* **STORED DATA**:
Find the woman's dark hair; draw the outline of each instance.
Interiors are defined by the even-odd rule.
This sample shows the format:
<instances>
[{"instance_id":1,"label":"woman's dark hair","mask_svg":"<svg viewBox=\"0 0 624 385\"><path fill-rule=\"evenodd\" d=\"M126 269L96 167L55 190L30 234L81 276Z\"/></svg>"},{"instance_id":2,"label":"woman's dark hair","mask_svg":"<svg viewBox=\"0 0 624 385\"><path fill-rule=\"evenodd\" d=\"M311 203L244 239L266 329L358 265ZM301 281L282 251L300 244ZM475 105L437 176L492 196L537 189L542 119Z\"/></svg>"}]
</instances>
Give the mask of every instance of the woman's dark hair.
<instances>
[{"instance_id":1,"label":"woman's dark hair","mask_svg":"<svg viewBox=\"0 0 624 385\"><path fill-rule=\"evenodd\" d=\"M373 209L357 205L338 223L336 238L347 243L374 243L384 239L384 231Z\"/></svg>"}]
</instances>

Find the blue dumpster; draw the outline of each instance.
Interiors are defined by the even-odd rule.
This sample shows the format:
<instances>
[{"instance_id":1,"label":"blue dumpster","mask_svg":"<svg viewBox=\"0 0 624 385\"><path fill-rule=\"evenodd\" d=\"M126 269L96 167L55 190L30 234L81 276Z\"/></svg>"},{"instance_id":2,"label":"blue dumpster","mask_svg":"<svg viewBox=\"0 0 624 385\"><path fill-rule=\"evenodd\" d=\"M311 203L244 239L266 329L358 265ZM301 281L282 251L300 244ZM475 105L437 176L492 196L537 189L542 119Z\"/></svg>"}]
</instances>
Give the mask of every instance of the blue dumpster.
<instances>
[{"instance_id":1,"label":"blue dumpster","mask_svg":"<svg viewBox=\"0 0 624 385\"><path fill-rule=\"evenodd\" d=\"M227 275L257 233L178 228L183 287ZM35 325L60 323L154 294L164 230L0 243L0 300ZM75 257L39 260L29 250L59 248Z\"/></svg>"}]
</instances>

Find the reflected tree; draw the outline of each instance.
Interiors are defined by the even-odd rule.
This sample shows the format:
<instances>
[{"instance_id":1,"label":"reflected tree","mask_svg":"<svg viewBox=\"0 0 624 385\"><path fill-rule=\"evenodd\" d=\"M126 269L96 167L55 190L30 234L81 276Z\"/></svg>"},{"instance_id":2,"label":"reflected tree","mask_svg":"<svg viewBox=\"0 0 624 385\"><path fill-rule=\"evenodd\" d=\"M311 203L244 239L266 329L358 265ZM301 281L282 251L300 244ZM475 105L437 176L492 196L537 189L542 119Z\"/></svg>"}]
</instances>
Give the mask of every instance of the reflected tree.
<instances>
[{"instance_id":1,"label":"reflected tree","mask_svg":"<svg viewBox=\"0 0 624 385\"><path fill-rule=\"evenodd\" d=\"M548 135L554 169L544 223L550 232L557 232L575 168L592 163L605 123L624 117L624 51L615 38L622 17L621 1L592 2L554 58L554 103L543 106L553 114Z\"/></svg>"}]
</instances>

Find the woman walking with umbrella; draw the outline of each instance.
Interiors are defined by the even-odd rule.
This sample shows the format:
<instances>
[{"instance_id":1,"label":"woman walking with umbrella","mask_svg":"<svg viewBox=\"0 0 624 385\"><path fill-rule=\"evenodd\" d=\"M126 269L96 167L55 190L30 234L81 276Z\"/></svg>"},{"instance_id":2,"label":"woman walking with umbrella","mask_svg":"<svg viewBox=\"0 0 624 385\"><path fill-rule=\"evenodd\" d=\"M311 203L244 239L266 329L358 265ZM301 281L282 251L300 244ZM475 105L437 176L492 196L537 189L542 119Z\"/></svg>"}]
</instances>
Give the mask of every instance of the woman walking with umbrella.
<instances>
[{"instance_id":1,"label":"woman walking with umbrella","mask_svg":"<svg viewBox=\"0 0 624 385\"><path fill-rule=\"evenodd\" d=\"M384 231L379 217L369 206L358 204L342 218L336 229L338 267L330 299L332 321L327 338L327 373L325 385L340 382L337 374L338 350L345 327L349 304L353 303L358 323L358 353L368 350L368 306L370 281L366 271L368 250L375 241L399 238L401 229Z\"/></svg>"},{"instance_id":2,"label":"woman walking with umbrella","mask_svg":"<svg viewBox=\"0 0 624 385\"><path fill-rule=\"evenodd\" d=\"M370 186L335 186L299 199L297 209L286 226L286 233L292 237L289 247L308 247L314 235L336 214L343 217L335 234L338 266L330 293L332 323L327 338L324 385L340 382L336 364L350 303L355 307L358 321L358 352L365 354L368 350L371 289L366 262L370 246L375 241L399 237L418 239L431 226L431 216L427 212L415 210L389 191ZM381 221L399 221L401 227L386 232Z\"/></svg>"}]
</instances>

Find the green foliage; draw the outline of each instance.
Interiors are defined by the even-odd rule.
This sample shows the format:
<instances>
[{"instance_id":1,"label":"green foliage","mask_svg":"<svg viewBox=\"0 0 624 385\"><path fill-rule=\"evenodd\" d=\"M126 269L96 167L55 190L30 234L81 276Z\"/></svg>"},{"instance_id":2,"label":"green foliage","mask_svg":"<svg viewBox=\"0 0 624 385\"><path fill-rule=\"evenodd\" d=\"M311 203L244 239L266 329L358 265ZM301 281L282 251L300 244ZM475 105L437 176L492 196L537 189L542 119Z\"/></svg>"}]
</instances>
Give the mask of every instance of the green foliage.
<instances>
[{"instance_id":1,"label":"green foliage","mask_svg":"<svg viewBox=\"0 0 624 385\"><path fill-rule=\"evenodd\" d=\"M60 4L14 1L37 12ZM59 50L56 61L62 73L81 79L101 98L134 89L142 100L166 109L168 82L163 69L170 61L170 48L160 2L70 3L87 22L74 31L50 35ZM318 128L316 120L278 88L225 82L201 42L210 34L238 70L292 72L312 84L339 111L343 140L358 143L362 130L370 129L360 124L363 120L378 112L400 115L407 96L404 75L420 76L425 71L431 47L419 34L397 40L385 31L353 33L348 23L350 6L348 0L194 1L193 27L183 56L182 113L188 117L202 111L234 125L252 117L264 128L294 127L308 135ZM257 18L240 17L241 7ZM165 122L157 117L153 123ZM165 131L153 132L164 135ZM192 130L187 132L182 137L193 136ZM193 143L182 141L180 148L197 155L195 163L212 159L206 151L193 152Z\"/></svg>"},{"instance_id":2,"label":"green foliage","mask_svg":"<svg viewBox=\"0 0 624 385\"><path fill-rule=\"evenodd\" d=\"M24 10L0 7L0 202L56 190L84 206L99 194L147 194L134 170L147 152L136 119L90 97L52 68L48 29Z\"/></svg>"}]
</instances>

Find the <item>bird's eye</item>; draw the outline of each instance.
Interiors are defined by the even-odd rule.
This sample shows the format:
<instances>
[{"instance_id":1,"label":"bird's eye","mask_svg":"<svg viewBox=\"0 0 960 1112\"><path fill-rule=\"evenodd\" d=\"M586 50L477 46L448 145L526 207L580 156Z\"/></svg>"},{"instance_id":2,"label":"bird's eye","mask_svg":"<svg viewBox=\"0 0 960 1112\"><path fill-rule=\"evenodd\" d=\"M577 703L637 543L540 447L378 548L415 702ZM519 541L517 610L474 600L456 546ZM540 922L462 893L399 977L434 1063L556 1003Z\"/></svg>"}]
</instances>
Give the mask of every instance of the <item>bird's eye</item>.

* **WHAT YOU SHOULD DO**: Word for word, repeat each entry from the listing above.

* **WRITTEN SOLUTION**:
Find the woman's dark hair; draw the outline of each instance.
Interiors are defined by the even-odd rule.
This sample shows the format:
<instances>
[{"instance_id":1,"label":"woman's dark hair","mask_svg":"<svg viewBox=\"0 0 624 385\"><path fill-rule=\"evenodd\" d=\"M126 269L96 167L55 190L30 234L81 276Z\"/></svg>"},{"instance_id":2,"label":"woman's dark hair","mask_svg":"<svg viewBox=\"0 0 624 385\"><path fill-rule=\"evenodd\" d=\"M311 203L244 239L266 329L358 265ZM301 281L282 251L300 244ZM475 105L437 176L492 196L537 189L542 119Z\"/></svg>"}]
</instances>
Give the mask of every instance of the woman's dark hair.
<instances>
[{"instance_id":1,"label":"woman's dark hair","mask_svg":"<svg viewBox=\"0 0 624 385\"><path fill-rule=\"evenodd\" d=\"M373 209L357 205L338 223L336 238L347 243L374 243L384 239L384 231Z\"/></svg>"}]
</instances>

Find the blue dumpster; draw the outline of each instance.
Interiors are defined by the even-odd rule.
This sample shows the format:
<instances>
[{"instance_id":1,"label":"blue dumpster","mask_svg":"<svg viewBox=\"0 0 624 385\"><path fill-rule=\"evenodd\" d=\"M126 269L96 167L55 190L30 234L81 276Z\"/></svg>"},{"instance_id":2,"label":"blue dumpster","mask_svg":"<svg viewBox=\"0 0 624 385\"><path fill-rule=\"evenodd\" d=\"M311 203L244 239L266 329L358 265ZM301 281L282 251L300 244ZM475 105L437 176L492 196L537 189L542 119Z\"/></svg>"}]
</instances>
Give the mask of every instance of the blue dumpster.
<instances>
[{"instance_id":1,"label":"blue dumpster","mask_svg":"<svg viewBox=\"0 0 624 385\"><path fill-rule=\"evenodd\" d=\"M227 275L257 233L178 228L183 287ZM35 325L60 323L154 294L164 230L0 243L0 300ZM75 257L39 260L29 250L59 248Z\"/></svg>"}]
</instances>

Find the reflected tree; draw the outline of each instance.
Interiors are defined by the even-odd rule.
This sample shows the format:
<instances>
[{"instance_id":1,"label":"reflected tree","mask_svg":"<svg viewBox=\"0 0 624 385\"><path fill-rule=\"evenodd\" d=\"M126 269L96 167L55 190L30 234L81 276Z\"/></svg>"},{"instance_id":2,"label":"reflected tree","mask_svg":"<svg viewBox=\"0 0 624 385\"><path fill-rule=\"evenodd\" d=\"M311 203L244 239L266 329L358 265ZM301 281L282 251L300 244ZM475 105L437 176L492 196L537 189L542 119Z\"/></svg>"}]
</instances>
Give the mask of every instance of the reflected tree.
<instances>
[{"instance_id":1,"label":"reflected tree","mask_svg":"<svg viewBox=\"0 0 624 385\"><path fill-rule=\"evenodd\" d=\"M548 135L554 169L544 223L550 232L557 232L575 168L592 163L605 123L624 117L624 51L615 38L622 17L621 1L592 2L554 58L554 103L543 106L553 114Z\"/></svg>"}]
</instances>

Find the woman walking with umbrella; draw the outline of each instance.
Interiors are defined by the even-odd rule.
This sample shows the format:
<instances>
[{"instance_id":1,"label":"woman walking with umbrella","mask_svg":"<svg viewBox=\"0 0 624 385\"><path fill-rule=\"evenodd\" d=\"M126 269L96 167L55 190L30 234L81 276Z\"/></svg>"},{"instance_id":2,"label":"woman walking with umbrella","mask_svg":"<svg viewBox=\"0 0 624 385\"><path fill-rule=\"evenodd\" d=\"M311 203L244 239L266 329L358 265ZM301 281L282 251L300 244ZM475 105L437 176L492 196L537 189L542 119Z\"/></svg>"}]
</instances>
Give the mask of every instance of the woman walking with umbrella.
<instances>
[{"instance_id":1,"label":"woman walking with umbrella","mask_svg":"<svg viewBox=\"0 0 624 385\"><path fill-rule=\"evenodd\" d=\"M384 231L379 217L369 206L358 204L342 218L336 229L338 267L330 299L332 321L327 338L327 373L325 385L340 382L337 374L338 350L345 327L349 304L353 303L358 323L358 353L368 350L368 306L370 281L366 271L368 250L375 241L399 238L401 229Z\"/></svg>"},{"instance_id":2,"label":"woman walking with umbrella","mask_svg":"<svg viewBox=\"0 0 624 385\"><path fill-rule=\"evenodd\" d=\"M370 186L335 186L299 199L297 209L286 226L286 233L292 237L289 247L308 247L314 235L336 214L343 217L335 234L338 266L330 293L332 323L327 338L324 385L340 382L336 364L350 303L355 307L358 321L358 352L365 354L368 350L371 289L366 262L370 246L375 241L399 237L418 239L431 226L431 216L427 212L415 210L389 191ZM381 221L399 221L401 227L386 232Z\"/></svg>"}]
</instances>

Find the green foliage; draw the outline of each instance.
Interiors are defined by the even-odd rule.
This sample shows the format:
<instances>
[{"instance_id":1,"label":"green foliage","mask_svg":"<svg viewBox=\"0 0 624 385\"><path fill-rule=\"evenodd\" d=\"M126 269L96 167L55 190L30 234L81 276Z\"/></svg>"},{"instance_id":2,"label":"green foliage","mask_svg":"<svg viewBox=\"0 0 624 385\"><path fill-rule=\"evenodd\" d=\"M311 203L244 239L266 329L358 265ZM301 281L282 251L300 244ZM475 105L437 176L492 196L537 189L542 119Z\"/></svg>"}]
</instances>
Give the mask of every instance of the green foliage.
<instances>
[{"instance_id":1,"label":"green foliage","mask_svg":"<svg viewBox=\"0 0 624 385\"><path fill-rule=\"evenodd\" d=\"M60 4L14 1L37 12ZM59 50L56 61L62 73L81 79L101 98L134 89L142 100L166 109L168 82L163 69L170 61L170 48L160 2L70 3L87 22L74 31L50 35ZM318 128L316 120L278 88L225 82L201 42L210 34L238 70L292 72L312 84L339 111L343 140L358 143L362 130L370 129L360 124L363 120L378 112L400 115L407 96L404 75L420 76L425 71L431 47L419 34L397 40L385 31L353 33L348 23L350 6L348 0L194 1L193 27L183 56L182 113L188 117L202 111L234 125L252 117L264 128L294 127L308 135ZM257 18L240 17L241 7ZM165 122L157 117L153 123ZM165 131L153 132L164 135ZM192 130L187 132L182 137L193 136ZM193 143L182 141L180 148L197 155L195 163L212 159L206 151L193 152Z\"/></svg>"},{"instance_id":2,"label":"green foliage","mask_svg":"<svg viewBox=\"0 0 624 385\"><path fill-rule=\"evenodd\" d=\"M24 10L0 7L0 202L56 190L84 206L99 194L147 194L134 170L147 152L136 119L90 97L52 68L48 29Z\"/></svg>"}]
</instances>

Find the <item>bird's eye</item>; draw the outline of each instance.
Interiors are defined by the even-odd rule.
This sample shows the format:
<instances>
[{"instance_id":1,"label":"bird's eye","mask_svg":"<svg viewBox=\"0 0 960 1112\"><path fill-rule=\"evenodd\" d=\"M586 50L477 46L448 145L526 207L580 156Z\"/></svg>"},{"instance_id":2,"label":"bird's eye","mask_svg":"<svg viewBox=\"0 0 960 1112\"><path fill-rule=\"evenodd\" d=\"M577 703L637 543L540 447L378 548L415 702ZM519 541L517 610L474 600L456 546ZM540 922L462 893L399 977L434 1063L556 1003Z\"/></svg>"}]
</instances>
Give the mask of every instance of the <item>bird's eye</item>.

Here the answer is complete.